**SOURCE DOCUMENT:**
-- Begin --
I have to bring this up, though. Lots of indie authors (actually, nearly all of them) (and boy, I seem to be loving the parentheses today) spend time and treasure building their own markets through email, etc., exactly as you propose above and elsewhere. But it has struck me many times that what would be even more valuable than a list of people who want to hear about your writing is a list of people that actually bought your stuff.

Of course, Amazon will never give you this list, although they have it. But that doesn’t mean it’s not possible to get it. Maybe I’m wrong about this, but I have come to firmly believe that the most valuable thing I can own as an author is not my books, but the customer base that purchases them — a customer base that, even as an indie — I have delegated to Amazon, et al.
-- End --
**WHAT YOU HAVE TO DO:** Condense the paragraph beginning "Of course, Amazon will never" in the passage on indie authors' customer lists, keeping its main facts.

Location identification entries
-- Begin --
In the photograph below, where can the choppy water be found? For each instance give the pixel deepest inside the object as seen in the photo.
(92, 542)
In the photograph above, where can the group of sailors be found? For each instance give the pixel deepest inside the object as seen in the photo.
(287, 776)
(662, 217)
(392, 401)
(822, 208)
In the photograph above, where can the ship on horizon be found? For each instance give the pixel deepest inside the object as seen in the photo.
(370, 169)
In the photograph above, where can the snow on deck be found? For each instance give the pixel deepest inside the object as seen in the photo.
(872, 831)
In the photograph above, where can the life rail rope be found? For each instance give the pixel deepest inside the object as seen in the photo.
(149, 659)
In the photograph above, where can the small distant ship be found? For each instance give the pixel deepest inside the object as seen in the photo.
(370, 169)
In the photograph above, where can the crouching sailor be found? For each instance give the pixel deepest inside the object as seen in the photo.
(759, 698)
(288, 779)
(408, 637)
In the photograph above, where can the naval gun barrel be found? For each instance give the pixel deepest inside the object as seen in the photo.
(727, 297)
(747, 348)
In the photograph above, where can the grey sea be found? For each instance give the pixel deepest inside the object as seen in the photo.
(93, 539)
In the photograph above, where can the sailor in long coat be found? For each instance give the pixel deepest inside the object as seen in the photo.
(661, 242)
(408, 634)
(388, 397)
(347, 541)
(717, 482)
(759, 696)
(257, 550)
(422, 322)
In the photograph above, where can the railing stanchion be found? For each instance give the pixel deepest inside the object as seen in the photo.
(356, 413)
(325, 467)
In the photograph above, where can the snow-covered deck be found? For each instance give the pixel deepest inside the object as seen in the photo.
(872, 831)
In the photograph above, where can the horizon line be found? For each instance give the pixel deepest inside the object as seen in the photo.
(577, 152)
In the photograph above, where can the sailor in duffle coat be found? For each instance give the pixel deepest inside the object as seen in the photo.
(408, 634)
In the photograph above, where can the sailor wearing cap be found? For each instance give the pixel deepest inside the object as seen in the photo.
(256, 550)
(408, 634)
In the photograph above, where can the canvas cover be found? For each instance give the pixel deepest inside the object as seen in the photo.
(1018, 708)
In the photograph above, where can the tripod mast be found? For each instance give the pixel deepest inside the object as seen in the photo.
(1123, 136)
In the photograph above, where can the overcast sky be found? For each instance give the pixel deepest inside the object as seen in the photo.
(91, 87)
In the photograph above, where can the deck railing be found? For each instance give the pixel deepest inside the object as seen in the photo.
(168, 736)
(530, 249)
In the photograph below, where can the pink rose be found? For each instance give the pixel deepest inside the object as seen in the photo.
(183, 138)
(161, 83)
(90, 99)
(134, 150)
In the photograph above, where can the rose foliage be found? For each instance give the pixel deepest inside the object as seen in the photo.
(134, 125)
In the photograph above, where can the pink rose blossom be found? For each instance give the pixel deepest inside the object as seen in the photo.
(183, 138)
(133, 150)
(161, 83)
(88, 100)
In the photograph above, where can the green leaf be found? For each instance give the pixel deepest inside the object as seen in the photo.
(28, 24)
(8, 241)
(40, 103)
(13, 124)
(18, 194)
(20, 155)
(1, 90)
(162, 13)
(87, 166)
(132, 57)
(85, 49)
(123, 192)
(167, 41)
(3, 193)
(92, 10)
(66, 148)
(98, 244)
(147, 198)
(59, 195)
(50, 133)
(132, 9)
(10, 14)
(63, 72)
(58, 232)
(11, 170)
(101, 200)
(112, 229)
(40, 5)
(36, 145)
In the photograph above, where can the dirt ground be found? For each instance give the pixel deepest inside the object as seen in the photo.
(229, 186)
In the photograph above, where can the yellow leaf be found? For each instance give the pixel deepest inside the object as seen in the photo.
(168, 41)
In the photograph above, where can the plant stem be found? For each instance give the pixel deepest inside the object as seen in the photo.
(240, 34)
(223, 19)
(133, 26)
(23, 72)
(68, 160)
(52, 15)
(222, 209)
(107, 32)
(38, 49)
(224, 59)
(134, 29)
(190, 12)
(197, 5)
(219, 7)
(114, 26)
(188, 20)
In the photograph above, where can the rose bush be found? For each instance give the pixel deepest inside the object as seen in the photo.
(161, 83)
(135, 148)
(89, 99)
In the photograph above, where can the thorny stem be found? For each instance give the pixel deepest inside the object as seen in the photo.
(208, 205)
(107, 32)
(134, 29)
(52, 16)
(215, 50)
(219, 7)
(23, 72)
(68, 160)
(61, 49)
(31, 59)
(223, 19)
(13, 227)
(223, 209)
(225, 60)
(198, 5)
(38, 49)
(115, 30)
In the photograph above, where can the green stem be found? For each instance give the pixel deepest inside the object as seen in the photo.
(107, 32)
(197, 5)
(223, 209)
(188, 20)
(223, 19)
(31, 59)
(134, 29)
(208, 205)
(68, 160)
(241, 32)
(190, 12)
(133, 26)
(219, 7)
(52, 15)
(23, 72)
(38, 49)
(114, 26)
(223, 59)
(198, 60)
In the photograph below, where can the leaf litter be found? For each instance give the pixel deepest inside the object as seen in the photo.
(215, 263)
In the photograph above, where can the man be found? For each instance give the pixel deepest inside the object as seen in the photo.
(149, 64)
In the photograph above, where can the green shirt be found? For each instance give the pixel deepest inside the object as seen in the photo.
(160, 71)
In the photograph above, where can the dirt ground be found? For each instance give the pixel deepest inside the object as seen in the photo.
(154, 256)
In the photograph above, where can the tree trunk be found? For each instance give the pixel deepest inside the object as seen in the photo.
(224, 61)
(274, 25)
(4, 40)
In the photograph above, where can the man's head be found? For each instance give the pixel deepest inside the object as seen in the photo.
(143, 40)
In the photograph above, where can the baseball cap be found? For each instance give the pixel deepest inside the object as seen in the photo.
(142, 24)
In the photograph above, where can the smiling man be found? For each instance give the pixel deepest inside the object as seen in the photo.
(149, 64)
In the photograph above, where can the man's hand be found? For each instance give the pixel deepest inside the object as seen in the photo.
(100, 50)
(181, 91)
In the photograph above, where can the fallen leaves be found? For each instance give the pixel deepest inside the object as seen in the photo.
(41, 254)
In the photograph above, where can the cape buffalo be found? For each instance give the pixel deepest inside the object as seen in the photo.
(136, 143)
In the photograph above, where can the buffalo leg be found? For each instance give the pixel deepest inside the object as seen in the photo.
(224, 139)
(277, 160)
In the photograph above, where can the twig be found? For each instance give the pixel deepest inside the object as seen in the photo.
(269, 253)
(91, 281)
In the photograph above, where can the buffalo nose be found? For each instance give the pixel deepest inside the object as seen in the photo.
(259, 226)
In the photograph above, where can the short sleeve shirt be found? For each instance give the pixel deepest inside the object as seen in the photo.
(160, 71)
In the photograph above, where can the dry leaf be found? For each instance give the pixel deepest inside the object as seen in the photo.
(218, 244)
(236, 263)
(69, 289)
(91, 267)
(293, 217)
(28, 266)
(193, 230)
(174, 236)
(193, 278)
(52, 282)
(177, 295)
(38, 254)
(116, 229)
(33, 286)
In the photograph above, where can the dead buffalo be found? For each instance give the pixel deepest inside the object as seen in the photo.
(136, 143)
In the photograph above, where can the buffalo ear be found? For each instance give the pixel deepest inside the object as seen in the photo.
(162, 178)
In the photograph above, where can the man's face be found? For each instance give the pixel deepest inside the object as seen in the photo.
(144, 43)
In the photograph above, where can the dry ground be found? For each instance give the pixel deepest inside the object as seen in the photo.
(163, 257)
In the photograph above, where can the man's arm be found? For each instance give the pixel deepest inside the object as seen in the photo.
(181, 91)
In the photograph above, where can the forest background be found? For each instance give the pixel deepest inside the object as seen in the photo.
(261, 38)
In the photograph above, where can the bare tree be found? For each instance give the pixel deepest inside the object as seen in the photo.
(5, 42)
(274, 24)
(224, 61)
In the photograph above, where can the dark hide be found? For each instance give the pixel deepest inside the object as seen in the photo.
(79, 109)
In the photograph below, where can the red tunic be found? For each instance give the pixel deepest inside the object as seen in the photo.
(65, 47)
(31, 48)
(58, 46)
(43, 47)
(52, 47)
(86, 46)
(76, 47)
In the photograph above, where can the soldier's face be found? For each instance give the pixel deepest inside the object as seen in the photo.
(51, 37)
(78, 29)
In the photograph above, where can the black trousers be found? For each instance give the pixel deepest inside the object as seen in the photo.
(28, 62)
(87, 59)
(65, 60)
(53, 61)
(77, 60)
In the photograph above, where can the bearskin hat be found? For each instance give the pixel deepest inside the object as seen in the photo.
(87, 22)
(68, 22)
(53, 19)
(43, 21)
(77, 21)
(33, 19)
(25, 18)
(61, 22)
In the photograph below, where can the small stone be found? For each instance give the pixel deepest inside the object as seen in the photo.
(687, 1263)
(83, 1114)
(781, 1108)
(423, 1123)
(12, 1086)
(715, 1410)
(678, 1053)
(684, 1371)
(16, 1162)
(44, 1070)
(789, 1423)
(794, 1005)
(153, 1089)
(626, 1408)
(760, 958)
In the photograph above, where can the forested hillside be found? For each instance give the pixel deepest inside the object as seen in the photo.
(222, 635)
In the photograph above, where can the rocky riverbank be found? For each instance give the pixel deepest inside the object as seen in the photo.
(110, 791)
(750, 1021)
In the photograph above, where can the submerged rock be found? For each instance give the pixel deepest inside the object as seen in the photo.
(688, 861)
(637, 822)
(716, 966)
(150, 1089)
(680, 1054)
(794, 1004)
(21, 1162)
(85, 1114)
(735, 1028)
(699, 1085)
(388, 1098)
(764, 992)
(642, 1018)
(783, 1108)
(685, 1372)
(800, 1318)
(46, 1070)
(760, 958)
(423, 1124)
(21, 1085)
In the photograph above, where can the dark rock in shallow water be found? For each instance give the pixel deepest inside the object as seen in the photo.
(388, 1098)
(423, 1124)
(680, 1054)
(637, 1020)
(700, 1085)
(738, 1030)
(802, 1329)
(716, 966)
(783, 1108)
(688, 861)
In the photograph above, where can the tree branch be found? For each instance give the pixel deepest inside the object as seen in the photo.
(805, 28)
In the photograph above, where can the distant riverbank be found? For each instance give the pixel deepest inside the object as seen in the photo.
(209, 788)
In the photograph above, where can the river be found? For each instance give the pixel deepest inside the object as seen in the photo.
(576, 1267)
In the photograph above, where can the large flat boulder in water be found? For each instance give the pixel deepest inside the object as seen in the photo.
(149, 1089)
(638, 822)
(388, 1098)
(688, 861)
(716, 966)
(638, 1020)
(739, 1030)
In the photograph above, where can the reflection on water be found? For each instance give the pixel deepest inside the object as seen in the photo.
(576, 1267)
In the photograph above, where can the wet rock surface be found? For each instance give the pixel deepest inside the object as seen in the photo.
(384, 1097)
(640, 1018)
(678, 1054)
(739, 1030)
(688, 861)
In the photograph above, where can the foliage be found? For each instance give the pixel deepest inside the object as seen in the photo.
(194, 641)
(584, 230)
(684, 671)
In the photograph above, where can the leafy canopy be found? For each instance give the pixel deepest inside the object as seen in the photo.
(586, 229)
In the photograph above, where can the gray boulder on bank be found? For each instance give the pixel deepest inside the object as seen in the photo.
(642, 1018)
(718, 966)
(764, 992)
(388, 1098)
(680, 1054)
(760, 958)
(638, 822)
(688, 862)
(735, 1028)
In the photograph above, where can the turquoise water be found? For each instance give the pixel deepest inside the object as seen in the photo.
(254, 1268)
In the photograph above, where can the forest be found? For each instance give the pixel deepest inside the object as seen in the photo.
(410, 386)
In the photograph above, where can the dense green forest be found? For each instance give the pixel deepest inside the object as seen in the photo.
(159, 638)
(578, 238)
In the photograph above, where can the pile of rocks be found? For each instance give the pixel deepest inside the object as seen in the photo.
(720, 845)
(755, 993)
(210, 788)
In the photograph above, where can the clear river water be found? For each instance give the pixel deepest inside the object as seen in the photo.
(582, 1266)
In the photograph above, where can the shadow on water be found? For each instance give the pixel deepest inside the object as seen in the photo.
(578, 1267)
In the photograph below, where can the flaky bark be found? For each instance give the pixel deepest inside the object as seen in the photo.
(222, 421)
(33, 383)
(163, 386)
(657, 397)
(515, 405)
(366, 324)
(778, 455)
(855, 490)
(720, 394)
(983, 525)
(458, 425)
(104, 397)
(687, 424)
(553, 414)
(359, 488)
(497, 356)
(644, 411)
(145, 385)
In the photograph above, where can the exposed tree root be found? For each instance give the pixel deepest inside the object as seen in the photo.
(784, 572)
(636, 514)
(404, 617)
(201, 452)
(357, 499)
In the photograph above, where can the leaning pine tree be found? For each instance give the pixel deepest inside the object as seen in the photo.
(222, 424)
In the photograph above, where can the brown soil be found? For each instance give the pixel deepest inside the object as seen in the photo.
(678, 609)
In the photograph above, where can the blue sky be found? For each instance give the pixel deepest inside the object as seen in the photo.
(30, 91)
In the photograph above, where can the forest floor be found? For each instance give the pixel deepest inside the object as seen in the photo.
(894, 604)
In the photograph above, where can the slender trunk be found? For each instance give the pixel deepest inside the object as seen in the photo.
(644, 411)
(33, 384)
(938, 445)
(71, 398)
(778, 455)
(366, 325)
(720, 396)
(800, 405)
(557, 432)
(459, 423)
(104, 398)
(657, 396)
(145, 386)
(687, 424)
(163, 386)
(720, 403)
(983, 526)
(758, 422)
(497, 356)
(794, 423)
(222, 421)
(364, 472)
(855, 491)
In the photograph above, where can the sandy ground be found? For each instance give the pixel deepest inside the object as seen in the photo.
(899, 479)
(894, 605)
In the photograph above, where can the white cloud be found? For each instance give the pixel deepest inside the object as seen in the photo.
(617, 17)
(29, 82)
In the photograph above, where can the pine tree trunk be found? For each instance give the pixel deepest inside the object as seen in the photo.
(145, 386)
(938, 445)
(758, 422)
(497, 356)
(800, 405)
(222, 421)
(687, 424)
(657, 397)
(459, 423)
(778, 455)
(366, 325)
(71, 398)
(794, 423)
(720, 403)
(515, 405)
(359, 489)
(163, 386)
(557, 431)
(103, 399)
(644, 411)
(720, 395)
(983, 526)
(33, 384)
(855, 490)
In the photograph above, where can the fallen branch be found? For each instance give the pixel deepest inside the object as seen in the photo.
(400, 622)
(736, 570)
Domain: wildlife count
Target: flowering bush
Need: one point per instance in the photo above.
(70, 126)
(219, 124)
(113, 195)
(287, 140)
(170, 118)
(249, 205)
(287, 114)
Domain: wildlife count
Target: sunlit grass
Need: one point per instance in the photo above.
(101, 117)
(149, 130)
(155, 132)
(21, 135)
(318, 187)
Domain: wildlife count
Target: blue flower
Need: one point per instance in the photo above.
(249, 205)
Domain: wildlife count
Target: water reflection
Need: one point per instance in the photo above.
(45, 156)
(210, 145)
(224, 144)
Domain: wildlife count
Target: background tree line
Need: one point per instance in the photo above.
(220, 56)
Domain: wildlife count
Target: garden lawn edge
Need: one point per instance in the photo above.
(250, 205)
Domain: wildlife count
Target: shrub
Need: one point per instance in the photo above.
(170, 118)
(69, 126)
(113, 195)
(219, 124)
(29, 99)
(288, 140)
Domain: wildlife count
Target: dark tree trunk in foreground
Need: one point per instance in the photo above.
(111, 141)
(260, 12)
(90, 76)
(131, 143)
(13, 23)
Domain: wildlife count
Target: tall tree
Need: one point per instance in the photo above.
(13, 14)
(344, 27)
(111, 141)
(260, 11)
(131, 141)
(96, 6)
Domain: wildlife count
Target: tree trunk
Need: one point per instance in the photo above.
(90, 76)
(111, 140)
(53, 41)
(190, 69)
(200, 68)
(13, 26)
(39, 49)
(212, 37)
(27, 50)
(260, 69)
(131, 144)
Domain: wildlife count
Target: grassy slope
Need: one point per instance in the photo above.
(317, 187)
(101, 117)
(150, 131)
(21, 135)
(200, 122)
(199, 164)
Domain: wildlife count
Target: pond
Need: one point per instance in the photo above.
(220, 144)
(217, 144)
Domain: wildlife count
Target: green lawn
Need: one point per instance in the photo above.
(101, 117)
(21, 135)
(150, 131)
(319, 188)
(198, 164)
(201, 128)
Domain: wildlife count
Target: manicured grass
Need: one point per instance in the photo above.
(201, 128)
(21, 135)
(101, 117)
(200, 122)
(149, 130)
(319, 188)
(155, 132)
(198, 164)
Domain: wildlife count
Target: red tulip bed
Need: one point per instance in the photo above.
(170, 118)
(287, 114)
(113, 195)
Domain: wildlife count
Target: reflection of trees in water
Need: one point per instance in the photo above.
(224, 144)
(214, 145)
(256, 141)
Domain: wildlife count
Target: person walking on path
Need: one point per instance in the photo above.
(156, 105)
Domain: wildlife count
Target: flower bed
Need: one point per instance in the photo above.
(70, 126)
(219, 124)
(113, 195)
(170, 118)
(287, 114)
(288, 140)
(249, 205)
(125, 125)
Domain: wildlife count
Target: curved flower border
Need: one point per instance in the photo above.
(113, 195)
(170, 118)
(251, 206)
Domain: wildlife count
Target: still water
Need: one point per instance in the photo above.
-- End --
**EXERCISE RESULT:** Amazon holds a list of an author's buyers but will never share it, though obtaining such a list is still possible. The writer firmly believes that an author's most valuable asset is not the books but the customer base that buys them, which, even as an indie, the writer has delegated to Amazon and other retailers.